> Source text
New York City
March 2003

Elizabeth Sciabarra: Chief Executive for New Schools Development
by Joan Baum, Ph.D.

If Elizabeth Sciabarra is stepping smartly up to the plate in her new position as Chief Executive for New Schools Development in the restructured Department of Education, the reason is obvious after just a few minutes’ conversation. She brings to the job a rich intelligence informed by both art and science, and a confidence and enthusiasm that suggest she expects to hit only home runs. Elizabeth Sciabarrais also an administrative pro, with a celebrated track record as an educator, indicating that she knows how to work and play well with others, as they used to say on report cards of old. Significantly, the play includes an unusual creative turn that epitomizes her educational outlook. Sciabarra began her career as an educator at Brooklyn Technical High School, where she taught English, became an Assistant Principal, and later, the principal of New Dorp High School. More recently, she became part of Rose DePinto’s team, at the district and central levels, first as Deputy Superintendent, and then Superintendent. From her early days as teacher up until two years ago, she coached competitive dance teams that over the years have garnered over 100 regional and national awards. Dance? What has that to do with creating and transforming the city’s high schools or with professional development and administrative restructuring? The answer is, everything.

> Stated goal A
Reproduce the profile of Elizabeth Sciabarra word for word, from start to finish.

(Records from a data collection)
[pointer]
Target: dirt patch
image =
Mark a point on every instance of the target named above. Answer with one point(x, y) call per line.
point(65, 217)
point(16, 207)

> Stated goal B
List each line of the records that contains the string "Mark", matching case exactly.

> Problem solution A
New York City
March 2003

Elizabeth Sciabarra: Chief Executive for New Schools Development
by Joan Baum, Ph.D.

If Elizabeth Sciabarra is stepping smartly up to the plate in her new position as Chief Executive for New Schools Development in the restructured Department of Education, the reason is obvious after just a few minutes’ conversation. She brings to the job a rich intelligence informed by both art and science, and a confidence and enthusiasm that suggest she expects to hit only home runs. Elizabeth Sciabarrais also an administrative pro, with a celebrated track record as an educator, indicating that she knows how to work and play well with others, as they used to say on report cards of old. Significantly, the play includes an unusual creative turn that epitomizes her educational outlook. Sciabarra began her career as an educator at Brooklyn Technical High School, where she taught English, became an Assistant Principal, and later, the principal of New Dorp High School. More recently, she became part of Rose DePinto’s team, at the district and central levels, first as Deputy Superintendent, and then Superintendent. From her early days as teacher up until two years ago, she coached competitive dance teams that over the years have garnered over 100 regional and national awards. Dance? What has that to do with creating and transforming the city’s high schools or with professional development and administrative restructuring? The answer is, everything.

> Problem solution B
Mark a point on every instance of the target named above. Answer with one point(x, y) call per line.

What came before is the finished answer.